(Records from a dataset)
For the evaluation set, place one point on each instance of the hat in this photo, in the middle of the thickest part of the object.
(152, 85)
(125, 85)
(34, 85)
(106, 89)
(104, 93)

_GOAL OF THE EXERCISE_: Copy all of the material above line for line, changing nothing.

_OUTPUT BELOW_:
For the evaluation set, place one point on each instance of the hat in this photo, in the middle of the thickest part of the object.
(152, 85)
(125, 85)
(34, 85)
(106, 89)
(104, 93)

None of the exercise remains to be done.